Görev ayrıntıları:
Eğret ve saman üzerine olan metne göre aşağıdaki üç ifadenin doğru olup olmadığını belirtin. Her biri için evet ya da hayır yazın ve kararı belirleyen sözcükleri metinden birebir alıntılayın.
1. Eğret, devlete ödenen vergilerde hep ön sıralarda yer almıştır.
2. Samandan ticari anlamda kazanç elde edildiği kesin olarak bilinmektedir.
3. Sözü edilen miras paylaşım belgeleri 1840-1900 yılları arasına aittir.

Eğret eskiden beri adeta bölgenin tahıl ambarıymış. Kıraç coğrafi yapısı, karasal iklimi, kışın biriken bol kar suyundan sonra 'baharda yağsa da olur yağmasa da' rahatlığına alışık arpa buğday ekimine yönelmişler. Arazi de geniş olunca devlete ödenen vergilerde Eğret hep ön sıralarda yer almış.
Eskiden neredeyse tarlalara yakın miktarda çayırlık alanlara sahipmiş Eğret köyü. Kışlık hayvan yiyeceğinin bir kısmı buraların otları kurutularak karşılanıyormuş. Ama samanın yeri ayrı... O kadar deneyi kaldırdıktan sonra ortaya çıkan saman atılacak değil. Otluklara ot yığılırken samanlıklara da saman depiliyor...
1840-1900 Yılları arasına ait bazı miras paylaşım belgelerinden anlaşılıyor ki o vakitlerde dene kadar kıymetliymiş saman. Bazılarında araba, bazılarında geri hesabıyla belirtilen saman, bazı belgelerde ise birim ve miktar belirtilmeden kayıtlara geçmiş. Her nasıl olursa olsun vefat olayı bahar aylarında değilse, terekede az veya çok mutlaka saman bulunuyor.
Şu bir gerçek, Eğret'te arpa buğday üretiminden daha fazla onların samanı çıkıyor, bu yüzden de eskiden beri samana büyük değer atfedilmiş. Bundan ticari anlamda kazanç elde edilip edilmediği bilinmiyor. Yalnız kendi yiygisi nasıl ki buğdaya dayanıyor, aynen bunun gibi ileşberliğin temeli olan hayvanın yiygisi de saman kabul edilmiş. Bu yüzden olsa gerek harman yerinde buğday tane tane devşirilirken, saman da gerekirse avuç avuç toplanmış; ziyan edilmemiş.

Sağlanan veriler:
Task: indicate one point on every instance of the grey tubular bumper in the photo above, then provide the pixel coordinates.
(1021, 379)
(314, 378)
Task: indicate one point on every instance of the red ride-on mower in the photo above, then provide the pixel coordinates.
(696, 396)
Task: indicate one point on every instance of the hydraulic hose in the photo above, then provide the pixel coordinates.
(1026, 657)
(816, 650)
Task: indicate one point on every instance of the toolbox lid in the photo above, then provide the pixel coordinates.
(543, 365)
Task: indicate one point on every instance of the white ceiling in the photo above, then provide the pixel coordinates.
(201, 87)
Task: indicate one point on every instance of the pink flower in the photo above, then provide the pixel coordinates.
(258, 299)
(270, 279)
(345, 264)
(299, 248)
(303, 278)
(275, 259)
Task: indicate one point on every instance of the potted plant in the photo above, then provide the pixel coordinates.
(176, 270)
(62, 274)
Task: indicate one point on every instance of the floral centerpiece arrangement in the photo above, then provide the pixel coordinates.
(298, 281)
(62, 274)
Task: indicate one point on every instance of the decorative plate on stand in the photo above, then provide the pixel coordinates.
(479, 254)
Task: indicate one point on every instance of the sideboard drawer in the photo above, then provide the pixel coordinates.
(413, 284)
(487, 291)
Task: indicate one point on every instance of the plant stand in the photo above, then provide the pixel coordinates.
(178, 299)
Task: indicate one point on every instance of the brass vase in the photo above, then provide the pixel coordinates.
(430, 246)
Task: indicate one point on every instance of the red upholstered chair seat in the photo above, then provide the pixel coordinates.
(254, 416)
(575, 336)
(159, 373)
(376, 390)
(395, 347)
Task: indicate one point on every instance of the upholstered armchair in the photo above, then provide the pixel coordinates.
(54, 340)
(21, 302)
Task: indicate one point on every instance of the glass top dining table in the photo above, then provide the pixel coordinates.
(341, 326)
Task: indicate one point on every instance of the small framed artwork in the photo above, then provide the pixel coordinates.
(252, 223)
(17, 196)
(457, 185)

Yanıt:
1. Evet: "Arazi de geniş olunca devlete ödenen vergilerde Eğret hep ön sıralarda yer almış."
2. Hayır: "Bundan ticari anlamda kazanç elde edilip edilmediği bilinmiyor."
3. Evet: "1840-1900 Yılları arasına ait bazı miras paylaşım belgelerinden anlaşılıyor ki"